■ **Document extract**:
%%

These are some tips on how to improve the battery life of your iPhone, iPad, and iPod touch running iOS.  Some of these tips apply to just iOS 7 but many can be applied to older versions of iOS as well.

Let us know how much your battery life improves in the comments!

Disable Background Application Refresh
iOS 7 brings the ability for apps to refresh their content when on Wi-Fi or cellular and even use location services. To preserve battery life, we recommend disabling Background App Refresh completely.  Note that doing this will kill location services for your applications, so you won’t be able to use Navigation in the background – therefore you may want to fine-tune this setting based on your preferences. In addition, you may want to close applications you aren’t using via the Multitasking Switcher (Double press the Home button and swipe an app preview up and out of the list).
● Settings > General > Background App Refresh

Turn Off AirDrop when you’re not using it
You should turn off AirDrop when you do not need it. This prevents you from using Bluetooth and Wi-Fi when not in use when the device is in “discoverable” mode. Simply swipe up on control center to turn it off.

%%

[Position annotation records]

%%

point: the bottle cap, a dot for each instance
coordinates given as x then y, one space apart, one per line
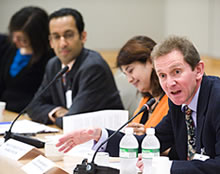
150 131
129 130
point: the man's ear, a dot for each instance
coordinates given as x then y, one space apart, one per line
84 36
51 43
200 68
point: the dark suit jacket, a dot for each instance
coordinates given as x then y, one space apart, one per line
18 91
92 84
171 131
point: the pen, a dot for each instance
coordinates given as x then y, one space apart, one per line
5 122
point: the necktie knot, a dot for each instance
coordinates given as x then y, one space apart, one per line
191 133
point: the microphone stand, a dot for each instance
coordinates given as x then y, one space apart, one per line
92 168
37 143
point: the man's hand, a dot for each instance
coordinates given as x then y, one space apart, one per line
139 129
74 138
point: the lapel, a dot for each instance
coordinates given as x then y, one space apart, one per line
181 132
72 75
201 111
60 91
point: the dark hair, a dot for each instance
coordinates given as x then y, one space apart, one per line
190 54
70 12
139 49
33 21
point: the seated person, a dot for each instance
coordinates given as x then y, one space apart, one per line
88 86
181 74
135 62
23 57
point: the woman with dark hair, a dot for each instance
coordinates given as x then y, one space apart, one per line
134 59
23 56
135 62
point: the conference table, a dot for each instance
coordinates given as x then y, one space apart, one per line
68 163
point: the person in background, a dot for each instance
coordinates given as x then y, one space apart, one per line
135 62
192 124
23 57
89 84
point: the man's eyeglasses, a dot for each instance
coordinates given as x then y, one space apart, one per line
67 36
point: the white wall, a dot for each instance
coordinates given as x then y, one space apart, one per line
199 20
110 23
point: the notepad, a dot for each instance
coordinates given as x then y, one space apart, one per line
26 127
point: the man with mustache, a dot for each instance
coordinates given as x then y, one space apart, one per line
89 84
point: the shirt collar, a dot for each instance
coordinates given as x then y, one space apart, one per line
193 103
70 65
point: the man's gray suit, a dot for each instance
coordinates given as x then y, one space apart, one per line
92 84
172 132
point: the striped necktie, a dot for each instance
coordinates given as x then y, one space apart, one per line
191 133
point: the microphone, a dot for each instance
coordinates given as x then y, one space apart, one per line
92 168
25 139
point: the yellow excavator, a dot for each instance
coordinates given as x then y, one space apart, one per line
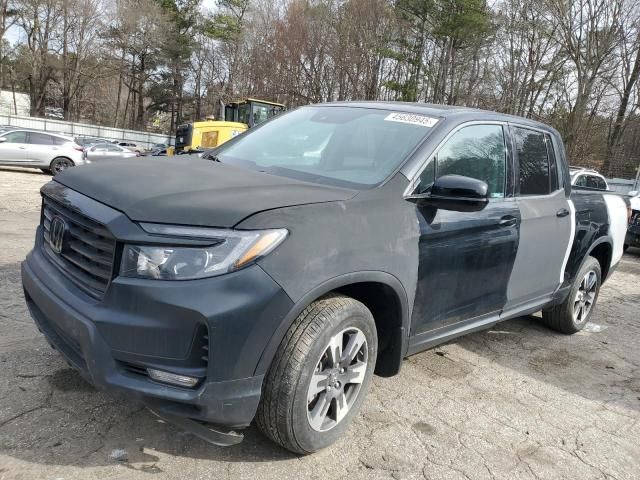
238 116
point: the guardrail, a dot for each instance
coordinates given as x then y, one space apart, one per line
145 139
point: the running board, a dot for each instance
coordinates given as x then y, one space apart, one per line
201 430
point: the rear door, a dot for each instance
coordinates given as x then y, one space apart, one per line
42 148
547 218
14 148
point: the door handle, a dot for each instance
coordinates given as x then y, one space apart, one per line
508 221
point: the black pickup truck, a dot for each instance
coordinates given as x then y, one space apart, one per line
272 278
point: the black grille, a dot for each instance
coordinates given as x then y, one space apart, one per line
87 251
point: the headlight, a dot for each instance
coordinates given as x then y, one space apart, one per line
230 250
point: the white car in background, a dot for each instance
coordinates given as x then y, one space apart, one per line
108 151
585 177
50 152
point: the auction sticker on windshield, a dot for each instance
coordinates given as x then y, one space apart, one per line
412 118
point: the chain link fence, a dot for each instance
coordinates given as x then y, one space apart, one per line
144 139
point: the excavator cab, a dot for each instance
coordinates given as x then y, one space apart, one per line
251 111
238 116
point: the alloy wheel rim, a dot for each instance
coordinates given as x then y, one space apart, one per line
585 297
337 379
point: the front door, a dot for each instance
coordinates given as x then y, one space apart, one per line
548 219
465 258
14 149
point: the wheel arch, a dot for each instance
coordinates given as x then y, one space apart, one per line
385 297
601 250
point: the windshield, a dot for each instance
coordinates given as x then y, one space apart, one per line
344 146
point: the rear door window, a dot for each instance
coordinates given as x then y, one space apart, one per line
533 161
16 137
595 182
40 139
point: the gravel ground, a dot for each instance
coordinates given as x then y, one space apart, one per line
515 402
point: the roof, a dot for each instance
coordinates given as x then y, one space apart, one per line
443 111
250 99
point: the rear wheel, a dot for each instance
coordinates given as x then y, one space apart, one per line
60 164
320 375
573 314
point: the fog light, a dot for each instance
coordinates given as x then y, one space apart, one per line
172 378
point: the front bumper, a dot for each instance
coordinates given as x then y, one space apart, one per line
150 323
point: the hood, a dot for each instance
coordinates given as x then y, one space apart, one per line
191 191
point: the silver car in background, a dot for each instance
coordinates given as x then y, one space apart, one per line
52 153
107 151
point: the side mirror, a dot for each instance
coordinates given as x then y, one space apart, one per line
454 192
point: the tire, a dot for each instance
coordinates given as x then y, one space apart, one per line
60 164
567 317
290 412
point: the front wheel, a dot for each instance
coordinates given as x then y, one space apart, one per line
60 164
572 315
320 375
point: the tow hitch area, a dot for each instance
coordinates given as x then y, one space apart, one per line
206 432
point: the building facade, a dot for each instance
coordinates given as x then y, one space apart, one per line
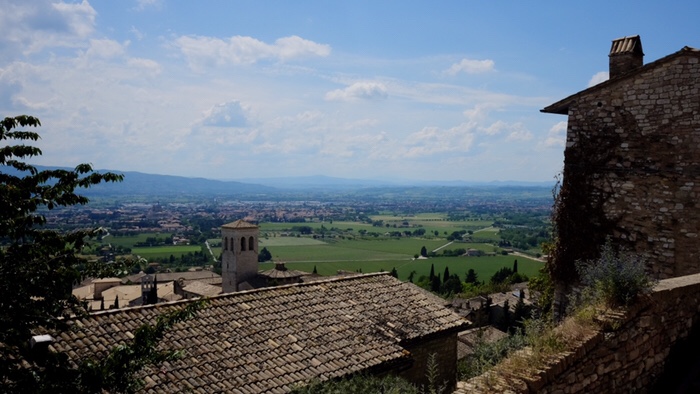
239 255
632 164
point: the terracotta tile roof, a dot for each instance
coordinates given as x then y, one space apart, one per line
628 44
239 224
269 339
282 272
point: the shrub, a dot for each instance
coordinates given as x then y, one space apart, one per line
486 355
615 279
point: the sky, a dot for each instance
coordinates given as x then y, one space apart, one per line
387 90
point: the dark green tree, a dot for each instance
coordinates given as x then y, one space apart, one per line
38 267
501 275
264 255
411 276
472 277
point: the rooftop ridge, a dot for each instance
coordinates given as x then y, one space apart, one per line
238 293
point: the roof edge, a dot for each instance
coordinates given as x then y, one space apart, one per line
561 107
187 301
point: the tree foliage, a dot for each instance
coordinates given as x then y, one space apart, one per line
38 267
264 255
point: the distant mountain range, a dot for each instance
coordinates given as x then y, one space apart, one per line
137 183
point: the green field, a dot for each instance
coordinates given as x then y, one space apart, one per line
344 248
485 266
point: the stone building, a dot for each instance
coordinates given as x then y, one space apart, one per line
632 163
267 340
239 256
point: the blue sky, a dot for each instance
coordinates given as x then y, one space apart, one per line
410 90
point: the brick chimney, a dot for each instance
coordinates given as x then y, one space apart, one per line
625 55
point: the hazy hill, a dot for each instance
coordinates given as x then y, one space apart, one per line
139 184
153 185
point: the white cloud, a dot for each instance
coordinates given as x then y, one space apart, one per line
144 4
434 140
479 112
470 66
152 67
28 27
556 137
518 132
105 49
359 90
598 78
239 50
229 114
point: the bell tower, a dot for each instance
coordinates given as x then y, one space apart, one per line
239 254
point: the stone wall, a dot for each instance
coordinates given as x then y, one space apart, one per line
630 358
444 348
632 168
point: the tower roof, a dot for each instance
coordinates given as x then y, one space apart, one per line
239 224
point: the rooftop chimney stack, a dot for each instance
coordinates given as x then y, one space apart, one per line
625 55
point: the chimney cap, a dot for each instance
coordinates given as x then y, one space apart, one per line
41 341
627 45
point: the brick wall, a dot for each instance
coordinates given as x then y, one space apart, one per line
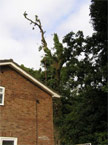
22 116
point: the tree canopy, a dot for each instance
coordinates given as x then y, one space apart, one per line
77 69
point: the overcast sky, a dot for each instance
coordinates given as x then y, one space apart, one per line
17 39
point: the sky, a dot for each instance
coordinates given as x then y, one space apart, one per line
17 39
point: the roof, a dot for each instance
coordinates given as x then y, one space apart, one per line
15 66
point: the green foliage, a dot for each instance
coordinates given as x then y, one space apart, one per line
78 72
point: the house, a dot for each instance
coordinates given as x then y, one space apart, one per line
26 111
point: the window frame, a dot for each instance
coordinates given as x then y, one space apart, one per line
8 139
3 93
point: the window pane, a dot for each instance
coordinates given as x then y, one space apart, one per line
1 97
6 142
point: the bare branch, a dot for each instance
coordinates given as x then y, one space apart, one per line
37 23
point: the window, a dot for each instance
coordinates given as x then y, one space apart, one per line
8 141
2 91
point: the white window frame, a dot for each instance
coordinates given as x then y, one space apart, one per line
3 93
8 139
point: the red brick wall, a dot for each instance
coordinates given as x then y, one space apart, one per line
21 116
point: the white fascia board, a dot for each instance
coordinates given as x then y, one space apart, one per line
30 77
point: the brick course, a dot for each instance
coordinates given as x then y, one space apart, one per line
22 116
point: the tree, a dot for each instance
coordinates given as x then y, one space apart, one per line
79 72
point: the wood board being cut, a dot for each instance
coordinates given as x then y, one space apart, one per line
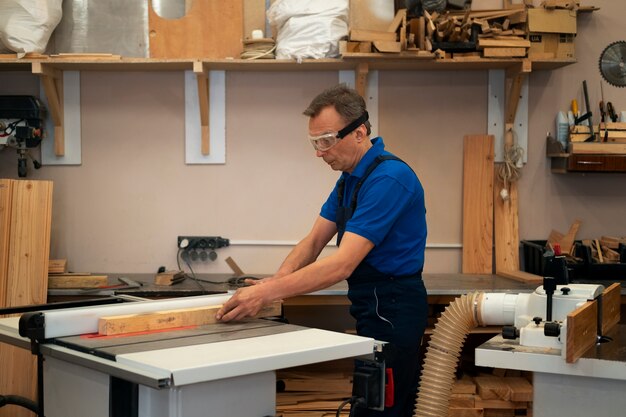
211 29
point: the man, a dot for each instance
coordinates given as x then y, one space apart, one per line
377 210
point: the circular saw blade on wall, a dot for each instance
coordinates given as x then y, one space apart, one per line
613 64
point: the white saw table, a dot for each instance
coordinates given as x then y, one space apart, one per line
215 370
592 386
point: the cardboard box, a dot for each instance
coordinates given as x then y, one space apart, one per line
551 33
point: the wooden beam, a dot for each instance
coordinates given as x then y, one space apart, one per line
506 227
52 80
202 76
582 329
160 320
478 155
77 281
515 77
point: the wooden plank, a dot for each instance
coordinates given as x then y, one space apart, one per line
598 148
521 276
521 389
503 43
611 303
57 266
372 35
29 247
506 228
504 52
77 281
478 167
210 29
385 46
199 316
582 328
6 195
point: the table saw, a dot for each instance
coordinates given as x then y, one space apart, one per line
223 369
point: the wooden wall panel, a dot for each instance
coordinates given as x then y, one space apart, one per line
26 283
478 169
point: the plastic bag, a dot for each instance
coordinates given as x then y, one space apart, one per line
26 25
309 29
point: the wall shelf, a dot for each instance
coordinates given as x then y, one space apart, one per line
50 70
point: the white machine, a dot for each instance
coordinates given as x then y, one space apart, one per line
214 370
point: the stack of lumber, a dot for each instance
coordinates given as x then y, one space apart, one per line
314 391
502 394
610 132
605 249
59 277
25 219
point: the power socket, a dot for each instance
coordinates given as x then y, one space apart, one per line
189 243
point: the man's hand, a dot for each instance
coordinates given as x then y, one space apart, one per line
246 302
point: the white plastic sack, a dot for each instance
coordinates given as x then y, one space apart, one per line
26 25
309 29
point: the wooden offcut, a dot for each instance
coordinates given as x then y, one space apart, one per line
76 281
478 177
160 320
169 277
211 29
57 266
26 279
582 329
611 304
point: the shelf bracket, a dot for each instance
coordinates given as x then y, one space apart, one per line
52 80
202 77
515 77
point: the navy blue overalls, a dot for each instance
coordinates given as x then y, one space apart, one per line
387 308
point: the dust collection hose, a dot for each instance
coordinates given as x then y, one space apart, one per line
442 355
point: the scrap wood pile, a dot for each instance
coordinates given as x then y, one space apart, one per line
605 249
501 33
505 393
314 391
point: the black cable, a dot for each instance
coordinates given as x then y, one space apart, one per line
355 402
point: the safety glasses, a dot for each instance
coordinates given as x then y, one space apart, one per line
327 140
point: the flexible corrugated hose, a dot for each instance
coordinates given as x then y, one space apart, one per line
442 355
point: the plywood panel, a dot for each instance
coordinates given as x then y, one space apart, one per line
210 29
27 273
478 204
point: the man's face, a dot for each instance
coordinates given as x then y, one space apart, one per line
343 155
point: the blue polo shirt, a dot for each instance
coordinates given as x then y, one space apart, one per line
390 213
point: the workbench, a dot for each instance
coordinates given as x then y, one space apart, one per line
216 370
592 386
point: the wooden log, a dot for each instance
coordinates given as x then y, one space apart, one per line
199 316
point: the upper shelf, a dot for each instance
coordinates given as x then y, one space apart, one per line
392 62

%%

■ **What to work on**:
• A. In the battery tips, what path in Settings leads to the Background App Refresh option?
• B. Translate this sentence from the battery tips into Spanish: "You should turn off AirDrop when you do not need it."
Rely only on the battery tips text to respond.

■ **Responses**:
• A. Settings > General > Background App Refresh

• B. Deberías desactivar AirDrop cuando no lo necesites.